WHAT TO PRODUCE:
Repeat word for word the part of the Bordeaux football passage starting at "Fast forward and" and ending at "titles than them.".
### QUOTED PASSAGE ###
That in itself has put the city on the map, but their football team has also been a considerable presence in progressing the Bordeaux name – or at least they were, anyway.
Girondins de Bordeaux, to give their full name, have won the Ligue 1 title on six occasions – most recently in 2009 – and the French domestic cup four times, including as recently as 2013.
They are, historically, a relative powerhouse of French football, but they have fallen on hard times and, heading into the business end of the 2023/24 season, they find themselves in a position of potential or fear, depending on whether you are a glass half-full or empty merchant: Bordeaux are six points off the play-off places in Ligue 2, but also six points off the relegation places too.
Theirs is a tale of extraordinary self-destruction – from unearthing a young Zinedine Zidane to almost annihilation, all in the space of three decades.
Zinedine Zidane in action for Bordeaux against AC Milan. pic.twitter.com/xWqdxn6NN0
— 90s Football (@90sfootball) December 18, 2023
It all started in 2018, when the club’s former owners – French media firm M6 – sold a controlling stake to General American Capital Partners. Within three years, they claimed they no longer had the financial means to support the club, so they sold it (at a reduced rate) to Spanish entrepreneur Gerard Lopez.
Bordeaux needed to make money, and fast, so they sold more than £50 million worth of talent in 2019/20 – reinvesting just £14 million of that back into replacements. In 2020/21, they sold players to the tune of £15 million, but didn’t spend a single penny on reinforcements; instead relying on reserve players and a single loan signing.
They sold £16 million of players in 2021/22, spent less than half on replacements, and three years of talent drain and downgrading ultimately led to them finishing bottom of the Ligue 1 table.
Fast forward and now Lopez wants to sell up too, although there’s not exactly a long queue of suitors waiting to acquire a football club riddled with debt, playing in a council-owned stadium and whose player selling spree has left them struggling to compete in Ligue 2, let alone the top tier.
If Bordeaux need any inspiration for a revival, they should look no further than Saint-Etienne, a club so steeped in history that only PSG have won more Ligue 1 titles than them.
### RECORDS ###
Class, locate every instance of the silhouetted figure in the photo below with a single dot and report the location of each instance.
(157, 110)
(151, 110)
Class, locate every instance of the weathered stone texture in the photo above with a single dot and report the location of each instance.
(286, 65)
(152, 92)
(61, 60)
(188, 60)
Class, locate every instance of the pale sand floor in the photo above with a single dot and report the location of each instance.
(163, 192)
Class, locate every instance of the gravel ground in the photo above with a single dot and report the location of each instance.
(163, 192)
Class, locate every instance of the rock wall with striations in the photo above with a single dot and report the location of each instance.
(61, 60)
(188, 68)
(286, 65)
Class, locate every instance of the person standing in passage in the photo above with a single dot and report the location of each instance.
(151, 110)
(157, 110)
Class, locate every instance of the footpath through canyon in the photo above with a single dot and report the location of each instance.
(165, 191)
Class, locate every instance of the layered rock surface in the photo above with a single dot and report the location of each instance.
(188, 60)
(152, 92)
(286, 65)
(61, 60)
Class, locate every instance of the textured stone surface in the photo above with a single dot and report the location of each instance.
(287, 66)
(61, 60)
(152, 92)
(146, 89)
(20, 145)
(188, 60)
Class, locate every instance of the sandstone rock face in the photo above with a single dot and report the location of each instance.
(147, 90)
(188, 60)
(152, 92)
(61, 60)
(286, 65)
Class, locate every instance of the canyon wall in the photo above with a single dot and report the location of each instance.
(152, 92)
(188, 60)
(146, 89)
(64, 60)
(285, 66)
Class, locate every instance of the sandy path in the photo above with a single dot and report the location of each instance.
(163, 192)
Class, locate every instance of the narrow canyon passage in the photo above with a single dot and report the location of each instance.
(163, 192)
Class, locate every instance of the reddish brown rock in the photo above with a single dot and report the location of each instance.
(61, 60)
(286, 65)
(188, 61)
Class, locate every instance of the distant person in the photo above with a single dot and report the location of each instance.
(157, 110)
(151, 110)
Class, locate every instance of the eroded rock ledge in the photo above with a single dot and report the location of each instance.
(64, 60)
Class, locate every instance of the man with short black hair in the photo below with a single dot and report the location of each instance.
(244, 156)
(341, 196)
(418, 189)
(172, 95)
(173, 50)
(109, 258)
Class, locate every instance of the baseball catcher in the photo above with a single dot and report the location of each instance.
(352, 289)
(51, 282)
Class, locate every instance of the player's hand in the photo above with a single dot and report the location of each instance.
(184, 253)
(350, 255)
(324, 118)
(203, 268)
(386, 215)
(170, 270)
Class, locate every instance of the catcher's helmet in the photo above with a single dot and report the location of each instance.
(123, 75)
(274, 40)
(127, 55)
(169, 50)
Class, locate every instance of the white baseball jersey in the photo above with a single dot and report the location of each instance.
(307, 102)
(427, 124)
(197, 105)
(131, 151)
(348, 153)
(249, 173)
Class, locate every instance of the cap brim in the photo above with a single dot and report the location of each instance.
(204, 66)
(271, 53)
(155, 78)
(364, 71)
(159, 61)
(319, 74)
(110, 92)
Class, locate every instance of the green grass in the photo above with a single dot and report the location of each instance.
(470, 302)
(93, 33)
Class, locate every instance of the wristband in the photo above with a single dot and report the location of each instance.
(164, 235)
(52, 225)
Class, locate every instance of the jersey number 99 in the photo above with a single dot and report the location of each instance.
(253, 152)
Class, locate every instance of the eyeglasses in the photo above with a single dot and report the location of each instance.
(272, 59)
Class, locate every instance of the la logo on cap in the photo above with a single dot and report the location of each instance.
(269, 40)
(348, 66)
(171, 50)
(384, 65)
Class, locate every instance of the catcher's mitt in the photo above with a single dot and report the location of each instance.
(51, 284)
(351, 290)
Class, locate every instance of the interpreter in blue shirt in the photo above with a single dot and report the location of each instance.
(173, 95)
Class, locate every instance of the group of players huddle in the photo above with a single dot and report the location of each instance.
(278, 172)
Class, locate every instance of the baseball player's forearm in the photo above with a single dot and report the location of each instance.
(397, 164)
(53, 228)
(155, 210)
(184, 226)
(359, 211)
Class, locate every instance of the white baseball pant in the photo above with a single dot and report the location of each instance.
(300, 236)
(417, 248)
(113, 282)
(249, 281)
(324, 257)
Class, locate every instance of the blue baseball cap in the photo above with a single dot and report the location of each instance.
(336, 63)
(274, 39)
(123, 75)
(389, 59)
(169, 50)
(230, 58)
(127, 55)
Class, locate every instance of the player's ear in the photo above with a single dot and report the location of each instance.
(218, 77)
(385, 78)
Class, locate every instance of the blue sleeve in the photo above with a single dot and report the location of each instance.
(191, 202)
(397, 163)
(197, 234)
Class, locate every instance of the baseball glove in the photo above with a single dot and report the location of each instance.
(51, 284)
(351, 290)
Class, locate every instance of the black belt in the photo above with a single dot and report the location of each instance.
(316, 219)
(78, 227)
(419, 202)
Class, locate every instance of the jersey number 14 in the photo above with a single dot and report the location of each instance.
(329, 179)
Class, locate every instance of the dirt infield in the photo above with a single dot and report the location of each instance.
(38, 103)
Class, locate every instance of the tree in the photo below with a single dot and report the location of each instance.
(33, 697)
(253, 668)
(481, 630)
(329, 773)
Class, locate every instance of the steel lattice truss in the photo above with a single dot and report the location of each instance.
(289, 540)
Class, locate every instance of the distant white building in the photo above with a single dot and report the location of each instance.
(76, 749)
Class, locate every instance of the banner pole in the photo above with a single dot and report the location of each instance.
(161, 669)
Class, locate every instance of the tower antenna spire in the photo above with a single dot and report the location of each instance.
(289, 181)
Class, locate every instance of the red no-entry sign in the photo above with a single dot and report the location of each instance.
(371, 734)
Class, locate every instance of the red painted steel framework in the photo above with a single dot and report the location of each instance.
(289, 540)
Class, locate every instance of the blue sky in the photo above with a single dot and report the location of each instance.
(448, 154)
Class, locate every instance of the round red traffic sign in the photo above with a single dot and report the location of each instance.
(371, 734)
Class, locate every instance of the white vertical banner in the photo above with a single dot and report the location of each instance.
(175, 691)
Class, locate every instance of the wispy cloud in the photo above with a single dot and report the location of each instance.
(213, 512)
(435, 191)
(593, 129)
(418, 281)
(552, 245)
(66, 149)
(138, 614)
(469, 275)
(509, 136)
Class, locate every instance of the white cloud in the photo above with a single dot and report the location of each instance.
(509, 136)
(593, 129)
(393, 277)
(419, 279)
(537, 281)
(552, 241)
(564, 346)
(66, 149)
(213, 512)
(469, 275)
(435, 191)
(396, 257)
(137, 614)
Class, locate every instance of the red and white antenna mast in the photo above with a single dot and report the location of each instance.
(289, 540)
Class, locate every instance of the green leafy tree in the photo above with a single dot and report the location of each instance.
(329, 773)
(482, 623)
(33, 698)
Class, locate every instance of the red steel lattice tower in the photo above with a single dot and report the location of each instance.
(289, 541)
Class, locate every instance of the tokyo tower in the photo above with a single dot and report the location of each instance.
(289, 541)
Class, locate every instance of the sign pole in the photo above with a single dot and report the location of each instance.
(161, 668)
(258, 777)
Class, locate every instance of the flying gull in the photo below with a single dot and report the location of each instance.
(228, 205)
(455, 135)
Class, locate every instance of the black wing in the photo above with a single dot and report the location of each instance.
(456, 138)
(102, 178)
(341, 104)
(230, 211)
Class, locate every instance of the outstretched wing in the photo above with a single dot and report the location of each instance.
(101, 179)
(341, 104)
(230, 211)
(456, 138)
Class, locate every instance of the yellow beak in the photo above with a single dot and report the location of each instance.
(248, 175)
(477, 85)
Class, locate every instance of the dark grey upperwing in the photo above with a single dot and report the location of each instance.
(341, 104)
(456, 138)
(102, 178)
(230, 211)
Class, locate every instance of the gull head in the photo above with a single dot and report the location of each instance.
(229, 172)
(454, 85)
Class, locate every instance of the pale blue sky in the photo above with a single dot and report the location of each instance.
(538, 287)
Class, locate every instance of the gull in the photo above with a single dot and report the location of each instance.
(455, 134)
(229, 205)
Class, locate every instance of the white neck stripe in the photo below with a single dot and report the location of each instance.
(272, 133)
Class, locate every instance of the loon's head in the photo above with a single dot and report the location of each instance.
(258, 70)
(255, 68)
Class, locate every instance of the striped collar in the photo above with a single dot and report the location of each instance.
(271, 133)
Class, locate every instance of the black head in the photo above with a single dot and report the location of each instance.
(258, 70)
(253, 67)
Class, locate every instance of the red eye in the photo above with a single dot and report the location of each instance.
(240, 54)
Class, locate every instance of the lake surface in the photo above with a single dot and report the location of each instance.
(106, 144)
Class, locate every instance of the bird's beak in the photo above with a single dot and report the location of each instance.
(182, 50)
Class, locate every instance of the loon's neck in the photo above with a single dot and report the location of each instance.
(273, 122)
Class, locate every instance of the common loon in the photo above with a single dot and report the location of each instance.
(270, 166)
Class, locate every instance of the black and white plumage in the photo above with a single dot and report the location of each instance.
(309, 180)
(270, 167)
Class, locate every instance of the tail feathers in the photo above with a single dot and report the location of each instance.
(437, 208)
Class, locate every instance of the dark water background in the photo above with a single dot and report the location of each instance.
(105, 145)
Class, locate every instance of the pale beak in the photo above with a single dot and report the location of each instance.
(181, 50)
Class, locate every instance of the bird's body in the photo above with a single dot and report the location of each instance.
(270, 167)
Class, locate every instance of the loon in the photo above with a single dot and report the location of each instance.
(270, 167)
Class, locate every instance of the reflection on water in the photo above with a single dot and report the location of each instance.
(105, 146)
###
ANSWER TO THIS PROBLEM:
Fast forward and now Lopez wants to sell up too, although there’s not exactly a long queue of suitors waiting to acquire a football club riddled with debt, playing in a council-owned stadium and whose player selling spree has left them struggling to compete in Ligue 2, let alone the top tier.
If Bordeaux need any inspiration for a revival, they should look no further than Saint-Etienne, a club so steeped in history that only PSG have won more Ligue 1 titles than them.